[Labeled area outline items]
◇ ◇ ◇ ◇ ◇ ◇ ◇

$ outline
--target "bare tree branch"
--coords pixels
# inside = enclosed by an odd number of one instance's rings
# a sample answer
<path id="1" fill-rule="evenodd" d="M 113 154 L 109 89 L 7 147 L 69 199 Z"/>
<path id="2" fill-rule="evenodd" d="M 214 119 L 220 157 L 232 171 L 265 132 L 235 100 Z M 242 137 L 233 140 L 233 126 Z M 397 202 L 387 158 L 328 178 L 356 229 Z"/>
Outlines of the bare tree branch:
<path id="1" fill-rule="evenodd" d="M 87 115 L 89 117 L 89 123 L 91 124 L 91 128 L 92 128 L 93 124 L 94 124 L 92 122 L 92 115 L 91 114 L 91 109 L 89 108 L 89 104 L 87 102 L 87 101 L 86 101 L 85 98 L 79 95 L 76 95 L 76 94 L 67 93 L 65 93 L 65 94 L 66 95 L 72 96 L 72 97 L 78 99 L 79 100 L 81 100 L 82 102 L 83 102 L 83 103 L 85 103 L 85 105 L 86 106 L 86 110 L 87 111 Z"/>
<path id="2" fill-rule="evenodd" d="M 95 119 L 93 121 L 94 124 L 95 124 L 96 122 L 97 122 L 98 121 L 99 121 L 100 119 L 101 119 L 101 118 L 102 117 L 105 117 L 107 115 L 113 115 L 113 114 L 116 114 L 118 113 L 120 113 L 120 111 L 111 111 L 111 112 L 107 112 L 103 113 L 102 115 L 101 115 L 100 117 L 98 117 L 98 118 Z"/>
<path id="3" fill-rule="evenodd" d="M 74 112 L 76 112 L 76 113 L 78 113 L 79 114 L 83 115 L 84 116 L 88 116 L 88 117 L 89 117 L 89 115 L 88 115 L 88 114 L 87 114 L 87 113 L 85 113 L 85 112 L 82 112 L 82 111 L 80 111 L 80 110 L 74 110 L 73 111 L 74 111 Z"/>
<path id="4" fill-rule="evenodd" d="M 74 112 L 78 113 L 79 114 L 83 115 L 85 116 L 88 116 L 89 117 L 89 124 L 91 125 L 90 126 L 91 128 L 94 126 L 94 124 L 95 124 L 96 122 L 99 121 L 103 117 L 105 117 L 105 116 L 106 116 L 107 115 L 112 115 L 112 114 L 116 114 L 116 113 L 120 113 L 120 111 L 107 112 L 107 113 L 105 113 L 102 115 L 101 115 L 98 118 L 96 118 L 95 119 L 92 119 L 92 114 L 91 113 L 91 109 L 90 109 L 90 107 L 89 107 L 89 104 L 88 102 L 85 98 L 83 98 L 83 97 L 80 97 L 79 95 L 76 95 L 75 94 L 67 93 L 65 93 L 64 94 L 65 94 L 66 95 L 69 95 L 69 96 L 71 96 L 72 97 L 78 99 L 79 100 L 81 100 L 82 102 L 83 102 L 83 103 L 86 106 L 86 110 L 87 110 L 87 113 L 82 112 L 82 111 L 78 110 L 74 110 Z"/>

◇ ◇ ◇ ◇ ◇ ◇ ◇

Exercise brief
Can you give every line above again, exactly as written?

The answer
$ outline
--target "bare tree branch"
--coords pixels
# inside = enclosed by an odd number of one instance's rings
# a sample answer
<path id="1" fill-rule="evenodd" d="M 113 154 L 109 89 L 7 147 L 69 199 Z"/>
<path id="2" fill-rule="evenodd" d="M 214 119 L 220 157 L 232 171 L 265 132 L 235 100 Z M 242 137 L 233 140 L 233 126 Z M 397 202 L 387 158 L 328 178 L 356 229 Z"/>
Outlines of the bare tree branch:
<path id="1" fill-rule="evenodd" d="M 87 115 L 89 117 L 89 123 L 91 124 L 91 128 L 92 128 L 93 124 L 94 124 L 92 122 L 92 115 L 91 114 L 91 109 L 89 108 L 89 104 L 87 102 L 87 101 L 86 101 L 85 98 L 79 95 L 76 95 L 76 94 L 67 93 L 65 93 L 65 94 L 66 95 L 72 96 L 72 97 L 78 99 L 79 100 L 81 100 L 82 102 L 83 102 L 83 103 L 85 103 L 85 105 L 86 106 L 86 110 L 87 111 Z"/>
<path id="2" fill-rule="evenodd" d="M 95 119 L 93 121 L 94 124 L 95 124 L 96 122 L 97 122 L 98 121 L 99 121 L 100 119 L 101 119 L 101 118 L 102 117 L 105 117 L 107 115 L 113 115 L 113 114 L 116 114 L 118 113 L 120 113 L 120 111 L 111 111 L 111 112 L 107 112 L 103 113 L 102 115 L 101 115 L 100 117 L 98 117 L 98 118 Z"/>
<path id="3" fill-rule="evenodd" d="M 74 112 L 76 112 L 76 113 L 78 113 L 79 114 L 83 115 L 84 116 L 88 116 L 88 117 L 89 117 L 89 115 L 88 115 L 88 114 L 87 114 L 87 113 L 85 113 L 85 112 L 82 112 L 82 111 L 80 111 L 80 110 L 74 110 L 73 111 L 74 111 Z"/>
<path id="4" fill-rule="evenodd" d="M 74 112 L 78 113 L 79 114 L 83 115 L 85 116 L 88 116 L 89 117 L 89 124 L 91 125 L 90 126 L 91 128 L 94 126 L 94 124 L 95 124 L 96 122 L 99 121 L 103 117 L 105 117 L 105 116 L 106 116 L 107 115 L 112 115 L 112 114 L 116 114 L 116 113 L 120 113 L 120 111 L 107 112 L 107 113 L 105 113 L 102 115 L 101 115 L 98 118 L 96 118 L 95 119 L 92 119 L 92 114 L 91 113 L 91 109 L 90 109 L 90 107 L 89 107 L 89 104 L 88 102 L 85 98 L 83 98 L 83 97 L 80 97 L 79 95 L 76 95 L 75 94 L 67 93 L 65 93 L 64 94 L 65 94 L 66 95 L 69 95 L 69 96 L 71 96 L 72 97 L 78 99 L 79 100 L 81 100 L 82 102 L 83 102 L 83 103 L 86 106 L 86 110 L 87 110 L 87 113 L 82 112 L 82 111 L 78 110 L 74 110 Z"/>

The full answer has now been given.